[Tasks to perform]
a) Please list every distinct published work cited in the passage on action and perception below, giving each once with its authors and year.
b) Resume the passage on action and perception below, starting right after its last sentence.

[Passage to read]
Recent research suggesting that action modifies perception has changed the current ideas about the relationship between perception and action (Witt, 2011). The new theory is that action sometimes affects perception, rather than the other way around. If this were true, the world should look different, depending on one’s recent interactions with it. This view has been challenged with findings that actions modify memory for the properties of the visual world, including immediate memory, but that perception is not changed (Cooper, Sterling, Bacon, & Bridgeman, 2012).

The relationship between successful interaction with an object and subsequent perception of the properties of that object has been investigated in several experiments. For example, baseball batters who had a high batting average in a game judged the baseball to be larger than those who had a low average (Witt & Proffitt, 2005). Golfers judged a hole to be larger if they had just been successful in putting (Witt, Linkenauger, Bakdash, & Proffitt, 2008). These and similar studies (Cañal-Bruland & van der Kamp, 2009), however, tested sizes after the action had been completed and the goal object was no longer visible, leaving open the possibility that the action had modified memory rather than perception.

It is critical to test both perception and memory to differentiate the two possible influences of action, since a change in perception would also change memory, but memory could be changed without affecting perception. In a simple motor task, Cooper et al. (2012) showed that even when memory of the size of a goal is altered following motor interaction with the goal, perception remains unchanged. Thus, “action affects perception” has become “action affects memory.” Furthermore, it remains an open question whether the action itself, or only the information that the observer acquires through the action, is what modifies perception or memory. We addressed this question in the present study.

Wesp, Cichello, Gracia, and Davis (2004) came close to such a test; they had observers drop a dart onto a target and then judge the size of the target while it was still visible. But their matching task failed to resolve the memory confound, since the task required the observers to look away from the target while making their judgement. Thus, the observers relied on a remembered size.

(Rows from a box labeling dataset)
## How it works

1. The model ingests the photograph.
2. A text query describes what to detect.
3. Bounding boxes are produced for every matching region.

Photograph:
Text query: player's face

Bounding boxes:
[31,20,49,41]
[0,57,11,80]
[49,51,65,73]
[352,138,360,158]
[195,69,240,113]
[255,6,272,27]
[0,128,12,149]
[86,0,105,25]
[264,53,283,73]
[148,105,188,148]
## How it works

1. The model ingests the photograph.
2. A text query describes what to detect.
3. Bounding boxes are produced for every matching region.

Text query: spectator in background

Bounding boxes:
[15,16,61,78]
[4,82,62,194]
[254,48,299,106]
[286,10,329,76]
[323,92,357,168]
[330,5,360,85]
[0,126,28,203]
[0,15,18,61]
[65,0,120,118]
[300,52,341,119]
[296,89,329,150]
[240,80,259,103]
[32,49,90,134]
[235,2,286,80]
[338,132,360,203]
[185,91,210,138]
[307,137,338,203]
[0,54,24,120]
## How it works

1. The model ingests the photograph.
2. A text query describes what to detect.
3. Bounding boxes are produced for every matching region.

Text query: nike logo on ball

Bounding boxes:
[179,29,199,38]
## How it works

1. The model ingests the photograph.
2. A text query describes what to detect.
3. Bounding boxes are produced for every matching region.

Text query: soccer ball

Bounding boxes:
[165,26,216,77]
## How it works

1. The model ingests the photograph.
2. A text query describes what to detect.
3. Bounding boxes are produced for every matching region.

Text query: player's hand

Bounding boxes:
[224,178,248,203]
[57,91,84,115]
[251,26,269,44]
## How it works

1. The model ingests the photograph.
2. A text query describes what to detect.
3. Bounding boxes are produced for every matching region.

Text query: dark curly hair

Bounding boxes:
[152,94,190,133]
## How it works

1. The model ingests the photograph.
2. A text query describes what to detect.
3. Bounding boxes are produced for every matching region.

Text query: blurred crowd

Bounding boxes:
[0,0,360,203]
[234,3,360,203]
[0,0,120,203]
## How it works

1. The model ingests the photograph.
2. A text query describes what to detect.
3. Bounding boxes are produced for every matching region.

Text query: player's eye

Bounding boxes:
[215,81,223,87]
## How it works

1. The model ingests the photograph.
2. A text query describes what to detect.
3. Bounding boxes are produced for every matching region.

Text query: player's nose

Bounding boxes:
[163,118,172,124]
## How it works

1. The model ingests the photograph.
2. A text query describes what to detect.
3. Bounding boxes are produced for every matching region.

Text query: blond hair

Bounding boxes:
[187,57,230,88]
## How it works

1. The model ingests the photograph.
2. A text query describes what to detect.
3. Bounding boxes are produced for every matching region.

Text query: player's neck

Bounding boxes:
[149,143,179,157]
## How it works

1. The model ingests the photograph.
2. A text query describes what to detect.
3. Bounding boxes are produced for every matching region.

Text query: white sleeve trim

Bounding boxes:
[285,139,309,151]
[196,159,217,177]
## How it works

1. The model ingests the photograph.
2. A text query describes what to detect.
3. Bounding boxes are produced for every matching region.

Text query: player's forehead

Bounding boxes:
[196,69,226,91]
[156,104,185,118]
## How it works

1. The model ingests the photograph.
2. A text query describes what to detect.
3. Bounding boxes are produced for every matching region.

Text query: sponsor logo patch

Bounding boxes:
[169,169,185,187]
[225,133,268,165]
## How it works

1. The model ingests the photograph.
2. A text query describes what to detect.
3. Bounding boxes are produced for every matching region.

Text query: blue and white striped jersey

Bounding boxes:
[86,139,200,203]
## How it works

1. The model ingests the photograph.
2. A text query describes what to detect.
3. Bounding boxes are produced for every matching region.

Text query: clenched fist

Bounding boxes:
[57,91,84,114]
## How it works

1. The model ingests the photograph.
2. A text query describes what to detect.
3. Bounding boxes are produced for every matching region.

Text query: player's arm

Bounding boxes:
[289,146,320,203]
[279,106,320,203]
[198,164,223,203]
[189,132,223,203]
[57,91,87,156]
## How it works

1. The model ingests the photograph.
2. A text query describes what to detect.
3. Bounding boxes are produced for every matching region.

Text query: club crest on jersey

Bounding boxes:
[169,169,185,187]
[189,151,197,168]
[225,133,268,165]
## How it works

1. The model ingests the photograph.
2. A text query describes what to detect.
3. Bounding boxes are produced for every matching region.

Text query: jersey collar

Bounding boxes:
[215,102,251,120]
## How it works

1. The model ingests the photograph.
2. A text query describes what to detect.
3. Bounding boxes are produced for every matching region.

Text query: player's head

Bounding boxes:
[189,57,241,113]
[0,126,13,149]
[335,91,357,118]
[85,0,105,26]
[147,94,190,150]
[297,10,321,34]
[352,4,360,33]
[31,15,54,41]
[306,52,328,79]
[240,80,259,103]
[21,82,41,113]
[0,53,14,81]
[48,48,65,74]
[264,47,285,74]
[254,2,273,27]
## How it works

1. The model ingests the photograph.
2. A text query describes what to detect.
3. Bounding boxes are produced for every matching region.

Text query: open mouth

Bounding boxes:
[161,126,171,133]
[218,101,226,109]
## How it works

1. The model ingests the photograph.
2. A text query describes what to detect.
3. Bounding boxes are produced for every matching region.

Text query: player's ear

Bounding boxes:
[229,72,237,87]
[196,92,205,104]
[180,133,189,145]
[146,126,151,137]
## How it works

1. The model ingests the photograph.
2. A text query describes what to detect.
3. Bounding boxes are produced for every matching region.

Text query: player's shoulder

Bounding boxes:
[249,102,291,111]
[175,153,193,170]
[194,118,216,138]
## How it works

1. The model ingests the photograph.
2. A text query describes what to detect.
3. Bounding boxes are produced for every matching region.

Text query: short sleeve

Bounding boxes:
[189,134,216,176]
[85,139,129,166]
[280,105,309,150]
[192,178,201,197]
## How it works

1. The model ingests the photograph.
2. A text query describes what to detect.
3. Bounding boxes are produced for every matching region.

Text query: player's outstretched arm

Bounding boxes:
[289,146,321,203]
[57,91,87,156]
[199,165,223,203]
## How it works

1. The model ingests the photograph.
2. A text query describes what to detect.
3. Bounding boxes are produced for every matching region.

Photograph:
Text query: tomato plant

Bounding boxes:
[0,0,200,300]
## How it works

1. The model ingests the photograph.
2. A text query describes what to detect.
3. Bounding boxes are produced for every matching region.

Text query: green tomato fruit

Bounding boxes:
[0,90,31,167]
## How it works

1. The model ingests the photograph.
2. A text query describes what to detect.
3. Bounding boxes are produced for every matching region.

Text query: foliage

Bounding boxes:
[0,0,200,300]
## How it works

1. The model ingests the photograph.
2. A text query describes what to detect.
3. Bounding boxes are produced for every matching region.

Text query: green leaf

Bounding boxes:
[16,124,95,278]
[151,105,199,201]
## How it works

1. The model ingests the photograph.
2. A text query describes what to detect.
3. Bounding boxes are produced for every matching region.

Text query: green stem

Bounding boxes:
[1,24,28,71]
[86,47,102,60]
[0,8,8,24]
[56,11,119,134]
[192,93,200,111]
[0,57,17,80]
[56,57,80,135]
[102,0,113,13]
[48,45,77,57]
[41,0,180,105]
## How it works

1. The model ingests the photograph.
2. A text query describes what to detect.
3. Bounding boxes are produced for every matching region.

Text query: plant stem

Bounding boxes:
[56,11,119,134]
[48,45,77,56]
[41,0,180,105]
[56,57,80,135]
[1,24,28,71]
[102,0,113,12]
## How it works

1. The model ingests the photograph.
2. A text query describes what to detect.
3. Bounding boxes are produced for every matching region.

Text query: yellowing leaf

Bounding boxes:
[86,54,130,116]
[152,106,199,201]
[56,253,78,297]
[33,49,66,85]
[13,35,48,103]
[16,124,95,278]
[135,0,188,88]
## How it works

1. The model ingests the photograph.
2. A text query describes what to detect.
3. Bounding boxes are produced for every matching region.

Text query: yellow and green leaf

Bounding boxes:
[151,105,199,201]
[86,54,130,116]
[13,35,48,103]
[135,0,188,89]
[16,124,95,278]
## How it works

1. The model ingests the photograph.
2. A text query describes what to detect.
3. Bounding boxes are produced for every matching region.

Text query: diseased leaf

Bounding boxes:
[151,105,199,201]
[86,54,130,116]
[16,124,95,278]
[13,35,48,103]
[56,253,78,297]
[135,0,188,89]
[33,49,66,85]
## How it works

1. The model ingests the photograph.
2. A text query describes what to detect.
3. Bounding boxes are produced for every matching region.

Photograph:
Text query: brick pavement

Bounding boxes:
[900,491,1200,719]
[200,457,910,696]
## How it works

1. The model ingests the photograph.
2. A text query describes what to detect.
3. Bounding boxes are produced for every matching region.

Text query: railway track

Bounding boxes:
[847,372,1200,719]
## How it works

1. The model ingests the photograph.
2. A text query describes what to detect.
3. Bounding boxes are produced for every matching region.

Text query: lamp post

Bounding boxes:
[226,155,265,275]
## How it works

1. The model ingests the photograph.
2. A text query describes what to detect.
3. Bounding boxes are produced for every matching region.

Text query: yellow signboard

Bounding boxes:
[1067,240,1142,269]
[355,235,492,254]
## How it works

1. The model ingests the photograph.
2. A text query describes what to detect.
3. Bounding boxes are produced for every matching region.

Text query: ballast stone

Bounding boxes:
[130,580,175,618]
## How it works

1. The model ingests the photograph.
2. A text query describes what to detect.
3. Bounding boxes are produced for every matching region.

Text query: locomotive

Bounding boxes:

[Responses by task]
a)
- Witt, 2011
- Cooper, Sterling, Bacon, & Bridgeman, 2012
- Witt & Proffitt, 2005
- Witt, Linkenauger, Bakdash, & Proffitt, 2008
- Cañal-Bruland & van der Kamp, 2009
- Wesp, Cichello, Gracia, and Davis, 2004

b)
Wesp et al. (2004) also tested the possibility that the way that an object is used will have an effect on memory of its size, whether or not the object is familiar. Their first experiment exposed observers placed in two groups to two different conditions. The first condition was called the “tedious removal condition,” and the second was the “movement condition.” In the first condition, the experimenter took a ladle filled with sand and used a spoon to scoop the sand out of it. The experimenters hoped that this repeated action would focus attention on the repetition, leading participants to infer that the ladle had a large volume. In the second condition, the experimenters used a larger spoon to scoop sand out of the ladle and place it in a bucket. They did this to put the focus on the “movement of sand without emphasizing a relationship between the movement and the volume of sand in the ladle” (Wesp et al., 2004). The observers were then asked to choose the correct picture from a series that depicted the size of the ladle. The results demonstrated that the observers who saw the more tedious removal of sand judged the ladle to be taller. Thus, a change in the way that the ladle was used resulted in a change in its remembered size, without the observers directly interacting with it.

Recognizing these problems, Witt et al. (2008) included a condition in which golfers estimated the size of the goal hole by reproducing its size, in an exacting task requiring the manipulation of a computer mouse to draw a circle of the desired size while the hole was visible. As soon as the golfers looked away from the hole to the computer screen, however, only memory would be available to guide the drawing task. The resolution of the retina is of course poor, except for direct fixation by the fovea. Ambiguity of the results therefore remained.

In another attempt to distinguish perceptual from memory effects, Witt and Dorsch (2009) had observers reconstruct the proportions of an American football goal post on a handheld plastic model before and after attempting to kick a football at the goal post. The football goal post consisted of a pair of parallel vertical bars supported by a horizontal bar that in turn was mounted on a vertical post. The dimensions of the goal post model after the observers adjusted it varied with success in kicking, with the model being set larger with success in kicking. Lateral misses resulted in the model being set with a narrower space between the side bars of the goal post, and undershoots resulted in the supporting post being set longer than it was by those who succeeded. Since the observers were facing the real goal post while manipulating the model, the authors concluded that the effect was perceptual rather than memory-based.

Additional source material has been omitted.